# [Excerpted data]
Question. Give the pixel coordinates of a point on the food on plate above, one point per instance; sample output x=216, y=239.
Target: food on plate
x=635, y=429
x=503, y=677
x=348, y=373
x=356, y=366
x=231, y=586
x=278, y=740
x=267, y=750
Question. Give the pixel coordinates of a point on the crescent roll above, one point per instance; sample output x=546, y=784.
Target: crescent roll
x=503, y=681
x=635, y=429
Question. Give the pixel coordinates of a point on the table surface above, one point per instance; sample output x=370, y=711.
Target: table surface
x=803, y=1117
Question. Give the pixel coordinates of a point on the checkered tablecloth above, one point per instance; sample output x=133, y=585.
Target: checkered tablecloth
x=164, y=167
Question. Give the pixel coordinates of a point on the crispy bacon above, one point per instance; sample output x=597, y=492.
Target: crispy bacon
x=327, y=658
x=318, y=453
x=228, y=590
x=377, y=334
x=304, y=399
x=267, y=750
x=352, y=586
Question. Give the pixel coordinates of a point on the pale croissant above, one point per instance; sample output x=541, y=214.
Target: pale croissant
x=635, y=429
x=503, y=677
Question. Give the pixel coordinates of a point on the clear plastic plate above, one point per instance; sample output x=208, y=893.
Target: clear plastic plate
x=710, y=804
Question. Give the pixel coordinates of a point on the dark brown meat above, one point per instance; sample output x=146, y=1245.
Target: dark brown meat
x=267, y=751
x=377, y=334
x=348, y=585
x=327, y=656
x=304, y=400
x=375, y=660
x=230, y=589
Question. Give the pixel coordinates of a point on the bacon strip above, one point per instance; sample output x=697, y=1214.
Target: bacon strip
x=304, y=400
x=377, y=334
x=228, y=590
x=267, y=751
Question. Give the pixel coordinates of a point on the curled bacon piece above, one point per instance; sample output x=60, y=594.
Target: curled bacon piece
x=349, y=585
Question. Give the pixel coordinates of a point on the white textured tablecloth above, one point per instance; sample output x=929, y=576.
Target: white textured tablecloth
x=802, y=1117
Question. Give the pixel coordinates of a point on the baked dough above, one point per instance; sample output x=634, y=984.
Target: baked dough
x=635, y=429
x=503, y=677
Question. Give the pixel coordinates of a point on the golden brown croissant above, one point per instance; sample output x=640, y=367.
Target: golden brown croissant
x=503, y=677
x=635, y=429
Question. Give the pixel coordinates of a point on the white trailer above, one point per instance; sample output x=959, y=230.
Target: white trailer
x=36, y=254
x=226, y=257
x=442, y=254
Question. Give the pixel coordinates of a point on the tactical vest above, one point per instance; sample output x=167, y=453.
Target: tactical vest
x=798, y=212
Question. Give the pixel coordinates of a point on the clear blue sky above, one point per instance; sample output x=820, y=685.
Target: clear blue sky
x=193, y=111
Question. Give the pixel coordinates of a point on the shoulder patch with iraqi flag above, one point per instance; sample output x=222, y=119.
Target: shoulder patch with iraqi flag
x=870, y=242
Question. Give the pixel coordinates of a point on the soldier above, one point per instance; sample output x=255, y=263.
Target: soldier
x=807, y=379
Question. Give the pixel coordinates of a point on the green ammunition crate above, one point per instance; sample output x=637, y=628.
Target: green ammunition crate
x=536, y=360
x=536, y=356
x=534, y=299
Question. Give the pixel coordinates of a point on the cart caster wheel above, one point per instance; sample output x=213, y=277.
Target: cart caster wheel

# [Work required]
Set down the material above exactly, in full.

# [Task answer]
Question. Give the pixel coordinates of a point on the food on plate above, one point per instance; sample output x=216, y=239.
Target: food on plate
x=635, y=429
x=503, y=677
x=348, y=373
x=356, y=366
x=231, y=586
x=278, y=740
x=267, y=750
Question. Give the pixel coordinates of a point on the crescent roll above, one point per instance; sample output x=546, y=784.
Target: crescent roll
x=503, y=681
x=635, y=429
Question. Give the pixel coordinates of a point on the table surface above, one point per instance; sample output x=370, y=711.
Target: table surface
x=803, y=1117
Question. Give the pixel coordinates of a point on the checkered tablecloth above, one point per instance; sample output x=133, y=585.
Target: checkered tablecloth
x=164, y=167
Question. Give the pixel coordinates of a point on the crispy bacon above, one point per instance; sample output x=597, y=492.
Target: crispy bacon
x=327, y=658
x=318, y=453
x=228, y=590
x=377, y=334
x=304, y=399
x=267, y=750
x=352, y=586
Question. Give the pixel coordinates of a point on the pale croissant above, one point per instance; sample output x=541, y=214.
Target: pale croissant
x=635, y=429
x=503, y=677
Question. Give the pixel coordinates of a point on the clear plastic plate above, one point per instance; sample output x=208, y=893.
Target: clear plastic plate
x=710, y=804
Question. Give the pixel coordinates of a point on the dark brown meat above, one point per instance; sample output x=146, y=1245.
Target: dark brown meat
x=267, y=751
x=377, y=334
x=348, y=585
x=327, y=656
x=304, y=400
x=375, y=660
x=230, y=589
Question. Give the pixel coordinates of a point on the bacon strip above, one point per instance; sample output x=697, y=1214.
Target: bacon strip
x=304, y=400
x=377, y=334
x=228, y=590
x=267, y=751
Question. Give the pixel coordinates of a point on the curled bacon piece above, one point per instance; sample output x=60, y=594.
Target: curled bacon piece
x=349, y=585
Question. Give the pixel coordinates of a point on the white textured tablecloth above, one point per instance; sample output x=929, y=576.
Target: white textured tablecloth
x=802, y=1117
Question. Give the pixel coordinates of a point on the baked dough above, one point per instance; sample output x=634, y=984.
Target: baked dough
x=635, y=429
x=503, y=677
Question. Give the pixel coordinates of a point on the golden brown croissant above, one point per instance; sample output x=640, y=367.
Target: golden brown croissant
x=503, y=677
x=635, y=429
Question. Give the pixel coordinates of a point on the white trailer above, one point per instance; sample output x=959, y=230.
Target: white trailer
x=36, y=254
x=226, y=257
x=442, y=254
Question. Give the pixel coordinates of a point on the tactical vest above, one point per instance; sample output x=167, y=453.
Target: tactical vest
x=798, y=212
Question. Give the pixel coordinates of a point on the clear blue sky above, one point per instance; sample output x=820, y=685.
Target: clear blue sky
x=193, y=111
Question. Give the pixel coordinates of a point on the shoulder patch with iraqi flag above, one point per instance; sample output x=222, y=119.
Target: shoulder patch with iraqi flag
x=870, y=242
Question. Give the pixel coordinates of a point on the soldier above, one point per instance; sample output x=255, y=263.
Target: soldier
x=807, y=379
Question. Give the pixel coordinates of a point on the green ammunition crate above, one point per instance; sample output x=637, y=628.
Target: green ammunition crate
x=536, y=360
x=536, y=356
x=534, y=299
Question. Give the pixel coordinates of a point on the cart caster wheel above, one point per instance; sample output x=213, y=277.
Target: cart caster wheel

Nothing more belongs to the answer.